--- Begin Records for the exercise ---

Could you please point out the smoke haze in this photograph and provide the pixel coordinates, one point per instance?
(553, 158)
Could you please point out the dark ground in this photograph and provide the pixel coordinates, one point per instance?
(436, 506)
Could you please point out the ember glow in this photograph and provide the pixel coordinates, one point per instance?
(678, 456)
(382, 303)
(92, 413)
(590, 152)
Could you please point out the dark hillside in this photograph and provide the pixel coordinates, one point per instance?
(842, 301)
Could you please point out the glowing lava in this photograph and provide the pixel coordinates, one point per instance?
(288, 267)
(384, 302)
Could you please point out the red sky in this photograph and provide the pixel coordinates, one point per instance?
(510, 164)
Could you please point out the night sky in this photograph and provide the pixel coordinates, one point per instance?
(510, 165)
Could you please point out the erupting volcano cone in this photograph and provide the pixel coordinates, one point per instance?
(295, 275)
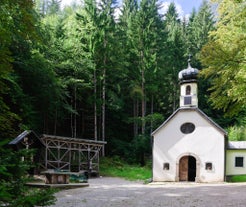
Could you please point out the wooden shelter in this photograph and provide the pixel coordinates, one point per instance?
(72, 154)
(61, 153)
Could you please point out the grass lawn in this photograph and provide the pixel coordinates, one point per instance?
(117, 168)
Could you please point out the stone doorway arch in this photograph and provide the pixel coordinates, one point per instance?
(188, 167)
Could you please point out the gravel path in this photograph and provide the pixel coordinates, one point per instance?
(116, 192)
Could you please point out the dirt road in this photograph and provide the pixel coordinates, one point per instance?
(116, 192)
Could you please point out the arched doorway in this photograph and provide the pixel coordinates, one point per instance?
(187, 168)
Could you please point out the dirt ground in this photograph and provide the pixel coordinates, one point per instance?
(116, 192)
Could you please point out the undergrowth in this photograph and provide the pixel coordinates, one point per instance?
(115, 167)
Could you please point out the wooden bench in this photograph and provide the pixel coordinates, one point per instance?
(56, 177)
(62, 177)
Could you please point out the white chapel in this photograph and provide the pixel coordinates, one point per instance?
(190, 146)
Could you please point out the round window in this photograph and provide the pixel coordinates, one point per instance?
(187, 128)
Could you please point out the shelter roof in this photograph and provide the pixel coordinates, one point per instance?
(75, 140)
(33, 139)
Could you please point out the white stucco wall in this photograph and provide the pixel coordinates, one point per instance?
(230, 162)
(206, 143)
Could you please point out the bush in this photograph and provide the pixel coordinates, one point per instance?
(13, 191)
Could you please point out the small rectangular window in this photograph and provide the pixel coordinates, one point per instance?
(209, 166)
(238, 161)
(166, 166)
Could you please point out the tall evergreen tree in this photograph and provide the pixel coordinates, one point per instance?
(224, 58)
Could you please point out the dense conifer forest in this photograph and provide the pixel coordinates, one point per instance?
(109, 71)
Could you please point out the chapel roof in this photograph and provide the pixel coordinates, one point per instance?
(188, 74)
(236, 145)
(191, 109)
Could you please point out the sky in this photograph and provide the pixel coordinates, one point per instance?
(184, 7)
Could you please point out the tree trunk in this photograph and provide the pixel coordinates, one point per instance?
(95, 105)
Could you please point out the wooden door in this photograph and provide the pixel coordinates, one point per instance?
(183, 168)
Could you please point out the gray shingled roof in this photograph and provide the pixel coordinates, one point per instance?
(236, 145)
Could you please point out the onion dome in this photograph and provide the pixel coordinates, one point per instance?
(189, 74)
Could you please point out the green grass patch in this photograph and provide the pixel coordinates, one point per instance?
(237, 178)
(115, 167)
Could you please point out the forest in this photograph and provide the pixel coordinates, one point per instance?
(108, 70)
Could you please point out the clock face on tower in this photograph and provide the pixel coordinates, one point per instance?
(187, 128)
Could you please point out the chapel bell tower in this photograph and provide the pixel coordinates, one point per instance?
(188, 87)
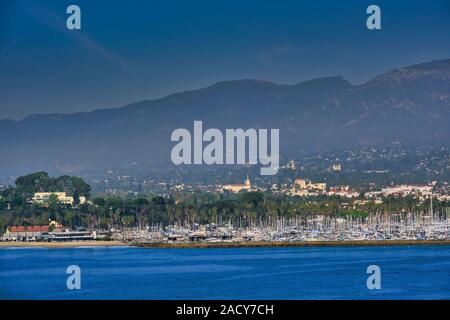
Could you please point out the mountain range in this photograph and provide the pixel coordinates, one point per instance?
(409, 106)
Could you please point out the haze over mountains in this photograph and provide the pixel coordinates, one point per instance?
(409, 106)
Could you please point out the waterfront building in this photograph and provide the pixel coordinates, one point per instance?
(235, 188)
(44, 197)
(22, 233)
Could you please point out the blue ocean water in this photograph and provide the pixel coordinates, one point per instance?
(412, 272)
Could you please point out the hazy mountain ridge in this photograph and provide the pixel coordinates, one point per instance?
(407, 105)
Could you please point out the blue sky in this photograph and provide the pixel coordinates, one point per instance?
(147, 49)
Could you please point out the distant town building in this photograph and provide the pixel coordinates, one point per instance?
(44, 197)
(303, 184)
(235, 188)
(289, 165)
(343, 191)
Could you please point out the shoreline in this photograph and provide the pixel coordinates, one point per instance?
(205, 245)
(344, 243)
(75, 244)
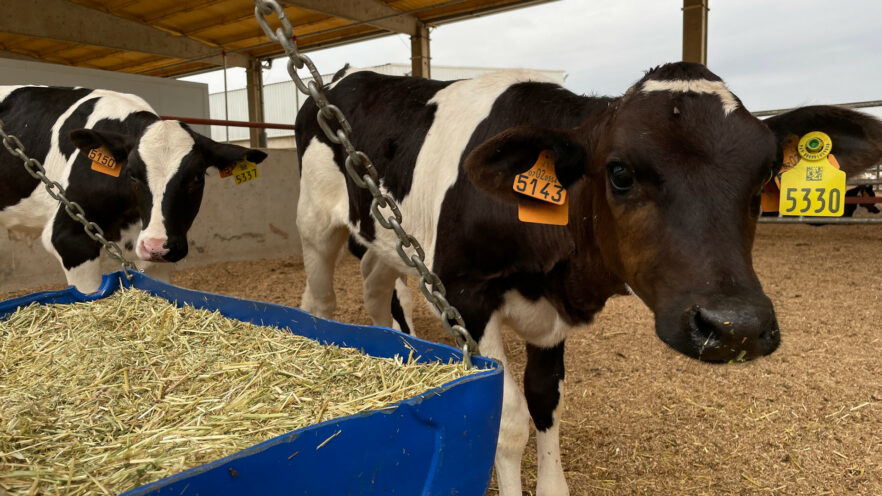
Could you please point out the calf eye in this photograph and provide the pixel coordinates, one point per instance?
(620, 178)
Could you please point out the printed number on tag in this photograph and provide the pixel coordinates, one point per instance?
(103, 162)
(242, 172)
(540, 182)
(815, 186)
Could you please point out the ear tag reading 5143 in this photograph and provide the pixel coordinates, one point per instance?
(103, 162)
(242, 171)
(815, 186)
(540, 182)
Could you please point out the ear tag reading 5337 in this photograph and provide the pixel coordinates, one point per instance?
(814, 187)
(242, 171)
(103, 162)
(540, 182)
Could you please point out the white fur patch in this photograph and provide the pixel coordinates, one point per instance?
(514, 426)
(538, 322)
(461, 107)
(695, 86)
(550, 478)
(162, 147)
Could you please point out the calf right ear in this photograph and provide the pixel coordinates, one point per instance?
(119, 145)
(494, 164)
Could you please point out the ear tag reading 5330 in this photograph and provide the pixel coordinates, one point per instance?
(815, 186)
(540, 182)
(242, 171)
(103, 162)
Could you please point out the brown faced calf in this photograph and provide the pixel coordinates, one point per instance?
(646, 215)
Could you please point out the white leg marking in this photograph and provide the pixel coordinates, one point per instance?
(514, 427)
(550, 478)
(406, 301)
(378, 280)
(322, 213)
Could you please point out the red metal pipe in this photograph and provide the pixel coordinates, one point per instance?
(217, 122)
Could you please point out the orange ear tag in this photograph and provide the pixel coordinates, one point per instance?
(540, 182)
(103, 162)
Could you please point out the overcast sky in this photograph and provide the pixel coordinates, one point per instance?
(771, 53)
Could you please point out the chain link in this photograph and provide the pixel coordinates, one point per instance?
(363, 173)
(73, 209)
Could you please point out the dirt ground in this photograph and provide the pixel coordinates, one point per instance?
(641, 419)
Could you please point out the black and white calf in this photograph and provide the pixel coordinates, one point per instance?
(646, 215)
(150, 206)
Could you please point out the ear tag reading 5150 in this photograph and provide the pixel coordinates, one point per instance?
(815, 186)
(540, 182)
(103, 162)
(242, 171)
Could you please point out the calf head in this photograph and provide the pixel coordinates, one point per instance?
(668, 179)
(164, 168)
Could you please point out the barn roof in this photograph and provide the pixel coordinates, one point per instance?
(178, 37)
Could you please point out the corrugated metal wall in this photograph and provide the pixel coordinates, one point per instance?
(282, 100)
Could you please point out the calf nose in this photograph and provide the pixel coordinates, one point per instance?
(733, 329)
(154, 248)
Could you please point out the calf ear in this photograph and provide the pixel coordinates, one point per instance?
(119, 145)
(223, 155)
(857, 137)
(493, 165)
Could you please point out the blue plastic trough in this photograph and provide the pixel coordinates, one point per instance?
(441, 442)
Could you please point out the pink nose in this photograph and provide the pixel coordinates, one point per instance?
(154, 247)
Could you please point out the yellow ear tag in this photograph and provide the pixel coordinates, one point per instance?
(103, 162)
(540, 182)
(242, 171)
(815, 186)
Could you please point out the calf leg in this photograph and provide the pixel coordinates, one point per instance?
(402, 307)
(322, 214)
(514, 427)
(319, 258)
(543, 388)
(78, 253)
(378, 281)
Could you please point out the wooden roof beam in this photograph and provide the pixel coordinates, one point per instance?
(369, 12)
(65, 21)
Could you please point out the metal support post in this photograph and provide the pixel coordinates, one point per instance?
(254, 90)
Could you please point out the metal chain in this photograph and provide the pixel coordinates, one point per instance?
(430, 284)
(56, 191)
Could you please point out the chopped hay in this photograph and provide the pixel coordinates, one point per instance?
(106, 396)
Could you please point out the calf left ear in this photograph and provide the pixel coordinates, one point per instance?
(493, 165)
(223, 155)
(857, 137)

--- End Records for the exercise ---

# Work instructions:
Your task is to write out the lines from the one with "Could you please point out the corrugated" through the end of the records, exactly and with nothing added.

# Output of the exercise:
Could you please point out the corrugated metal wall in this photograph and provide the pixel coordinates, one point per instance?
(282, 100)
Could you please point out the calf nose in this photograph and provide the pixel coordinates, one point per instance?
(733, 329)
(154, 248)
Could you please point out the calf ear in this photograph and provide the pixel coordinates, one point per instance?
(119, 145)
(223, 155)
(857, 137)
(493, 165)
Could you please point out the blue plastic trough in this photograph and provide the pixel coordinates, one point per instance?
(441, 442)
Could you please point out the pink nose in this photograph and provide the pixel coordinates, one point per instance?
(154, 247)
Could you please point out the yellow ear tag in this photograph and provide the pixel coordinates, one point per instance?
(103, 162)
(540, 182)
(242, 171)
(815, 186)
Could you please point out the calf leg in this photograph and provide the pixel coordinates, one point per instance?
(402, 307)
(322, 214)
(514, 427)
(319, 258)
(543, 388)
(78, 253)
(378, 281)
Could you please point out the wooden roof beam in this photograph and provide the pixel coordinates, one point per instance?
(369, 12)
(65, 21)
Could you please point out the metal support post in this photograph and provide the pixel coordinates, one point per instance?
(254, 90)
Could you please point out the metal chain in this photograph and provide the pixel coordinates, one point per instance?
(430, 284)
(56, 191)
Could you please point out the chopped hay in this photograph and provide the pixel coordinates, one point per instance?
(106, 396)
Could you please point out the calf left ear in this photograph and provide the pixel coordinates, one point per instance?
(493, 165)
(223, 155)
(857, 137)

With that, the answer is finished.